Before making API calls, you will also need an API key from your OpenAI account, which can be generated and managed on the OpenAI API keys page.
Quickstart example
The following examples demonstrate how to transcribe an audio file using the OpenAI Whisper API through its official SDKs. These snippets assume you have already installed the respective SDK and have your OpenAI API key configured (e.g., as an environment variable OPENAI_API_KEY).
Python Quickstart
This Python example shows how to transcribe an audio file named audio.mp3 using the openai SDK. The transcript object will contain the transcribed text.
import openai
import os
# Ensure your API key is set as an environment variable or passed directly
# openai.api_key = os.getenv("OPENAI_API_KEY")
# Path to your audio file
audio_file_path = "./audio.mp3"
def transcribe_audio(file_path):
try:
with open(file_path, "rb") as audio_file:
transcript = openai.audio.transcriptions.create(
model="whisper-1",
file=audio_file
)
return transcript.text
except Exception as e:
return f"An error occurred: {e}"
if __name__ == "__main__":
transcribed_text = transcribe_audio(audio_file_path)
print(f"Transcribed Text: {transcribed_text}")
Node.js Quickstart
This Node.js example demonstrates transcribing an audio file named audio.mp3. The transcribed text will be available in the transcript.text property.
const OpenAI = require('openai');
const fs = require('fs');
const openai = new OpenAI();
const audioFilePath = './audio.mp3';
async function transcribeAudio(filePath) {
try {
const transcript = await openai.audio.transcriptions.create({
file: fs.createReadStream(filePath),
model: 'whisper-1',
});
return transcript.text;
} catch (error) {
return `An error occurred: ${error.message}`;
}
}
(async () => {
const transcribedText = await transcribeAudio(audioFilePath);
console.log(`Transcribed Text: ${transcribedText}`);
})();
These examples illustrate the basic process. For more advanced features, such as specifying response formats, language hints, or translating audio to English, consult the OpenAI transcription API reference.
Community libraries
While OpenAI provides official SDKs for Python and Node.js, the broader developer community has created libraries and wrappers for other programming languages and frameworks. These community-maintained projects often aim to provide similar ease of use or integrate Whisper functionality into specific environments where an official SDK is not available.

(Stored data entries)

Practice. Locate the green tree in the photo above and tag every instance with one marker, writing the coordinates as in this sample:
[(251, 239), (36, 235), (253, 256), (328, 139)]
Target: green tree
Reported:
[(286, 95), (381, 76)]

#### [WHAT IS NEEDED]
Please reproduce the Whisper API quickstart text in full, word for word. Work from the Whisper API quickstart text alone and leave the rows aside.

#### [RESPONSE TO THE TASK]
Before making API calls, you will also need an API key from your OpenAI account, which can be generated and managed on the OpenAI API keys page.
Quickstart example
The following examples demonstrate how to transcribe an audio file using the OpenAI Whisper API through its official SDKs. These snippets assume you have already installed the respective SDK and have your OpenAI API key configured (e.g., as an environment variable OPENAI_API_KEY).
Python Quickstart
This Python example shows how to transcribe an audio file named audio.mp3 using the openai SDK. The transcript object will contain the transcribed text.
import openai
import os
# Ensure your API key is set as an environment variable or passed directly
# openai.api_key = os.getenv("OPENAI_API_KEY")
# Path to your audio file
audio_file_path = "./audio.mp3"
def transcribe_audio(file_path):
try:
with open(file_path, "rb") as audio_file:
transcript = openai.audio.transcriptions.create(
model="whisper-1",
file=audio_file
)
return transcript.text
except Exception as e:
return f"An error occurred: {e}"
if __name__ == "__main__":
transcribed_text = transcribe_audio(audio_file_path)
print(f"Transcribed Text: {transcribed_text}")
Node.js Quickstart
This Node.js example demonstrates transcribing an audio file named audio.mp3. The transcribed text will be available in the transcript.text property.
const OpenAI = require('openai');
const fs = require('fs');
const openai = new OpenAI();
const audioFilePath = './audio.mp3';
async function transcribeAudio(filePath) {
try {
const transcript = await openai.audio.transcriptions.create({
file: fs.createReadStream(filePath),
model: 'whisper-1',
});
return transcript.text;
} catch (error) {
return `An error occurred: ${error.message}`;
}
}
(async () => {
const transcribedText = await transcribeAudio(audioFilePath);
console.log(`Transcribed Text: ${transcribedText}`);
})();
These examples illustrate the basic process. For more advanced features, such as specifying response formats, language hints, or translating audio to English, consult the OpenAI transcription API reference.
Community libraries
While OpenAI provides official SDKs for Python and Node.js, the broader developer community has created libraries and wrappers for other programming languages and frameworks. These community-maintained projects often aim to provide similar ease of use or integrate Whisper functionality into specific environments where an official SDK is not available.